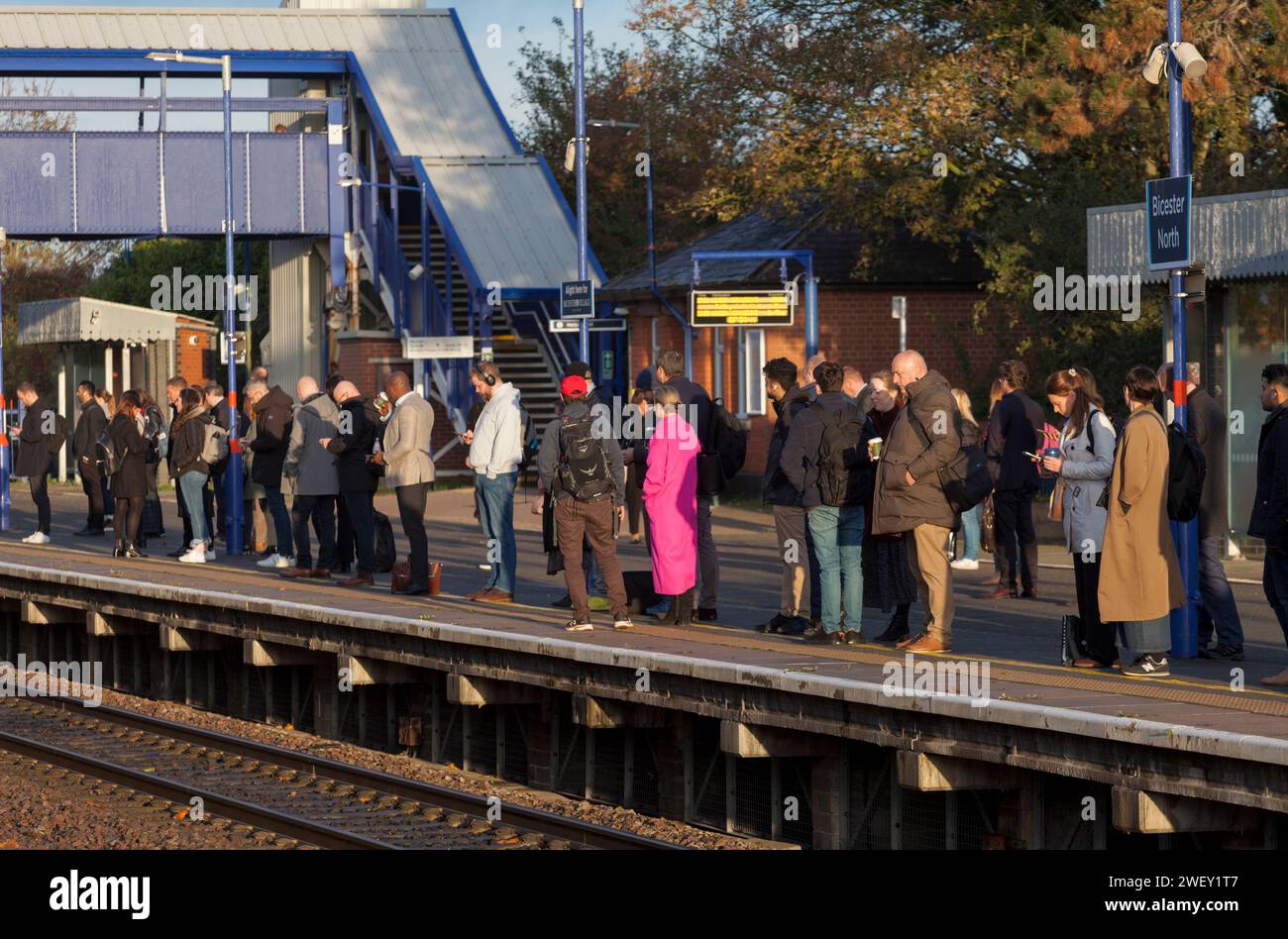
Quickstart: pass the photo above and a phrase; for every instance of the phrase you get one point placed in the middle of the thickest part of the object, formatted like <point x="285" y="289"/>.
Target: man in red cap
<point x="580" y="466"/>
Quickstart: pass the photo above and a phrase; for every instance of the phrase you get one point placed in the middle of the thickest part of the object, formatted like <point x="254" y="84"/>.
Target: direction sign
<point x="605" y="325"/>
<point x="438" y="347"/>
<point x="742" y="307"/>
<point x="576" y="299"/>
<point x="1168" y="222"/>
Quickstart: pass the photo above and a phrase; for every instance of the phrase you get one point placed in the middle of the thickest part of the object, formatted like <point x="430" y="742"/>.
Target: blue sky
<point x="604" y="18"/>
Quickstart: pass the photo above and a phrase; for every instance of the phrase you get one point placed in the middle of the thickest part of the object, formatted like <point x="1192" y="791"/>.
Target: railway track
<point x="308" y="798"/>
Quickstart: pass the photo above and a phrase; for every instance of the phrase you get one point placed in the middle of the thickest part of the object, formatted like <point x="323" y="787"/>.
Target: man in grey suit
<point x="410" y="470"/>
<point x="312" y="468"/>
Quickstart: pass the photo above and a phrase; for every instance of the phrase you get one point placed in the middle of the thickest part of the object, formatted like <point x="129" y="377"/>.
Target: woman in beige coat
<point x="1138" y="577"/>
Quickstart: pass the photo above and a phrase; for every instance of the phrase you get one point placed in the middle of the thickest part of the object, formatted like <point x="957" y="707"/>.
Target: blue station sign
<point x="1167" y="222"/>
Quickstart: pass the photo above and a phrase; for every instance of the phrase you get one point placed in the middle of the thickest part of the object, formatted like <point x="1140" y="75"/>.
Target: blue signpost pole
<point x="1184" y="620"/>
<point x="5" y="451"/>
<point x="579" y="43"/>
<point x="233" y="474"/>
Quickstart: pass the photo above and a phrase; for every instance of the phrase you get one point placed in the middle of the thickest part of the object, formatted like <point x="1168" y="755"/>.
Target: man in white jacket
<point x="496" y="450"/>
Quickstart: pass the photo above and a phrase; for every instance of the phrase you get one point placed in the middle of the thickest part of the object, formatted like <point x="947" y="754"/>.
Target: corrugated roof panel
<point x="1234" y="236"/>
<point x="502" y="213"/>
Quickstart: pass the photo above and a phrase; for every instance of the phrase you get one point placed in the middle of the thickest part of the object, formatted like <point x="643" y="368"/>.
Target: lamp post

## TU OBJETIVO
Calcula, por favor, cuántas líneas de los registros contienen la palabra "blue", teniendo en cuenta mayúsculas y minúsculas. Responde solo con el número.

## RESPUESTA
3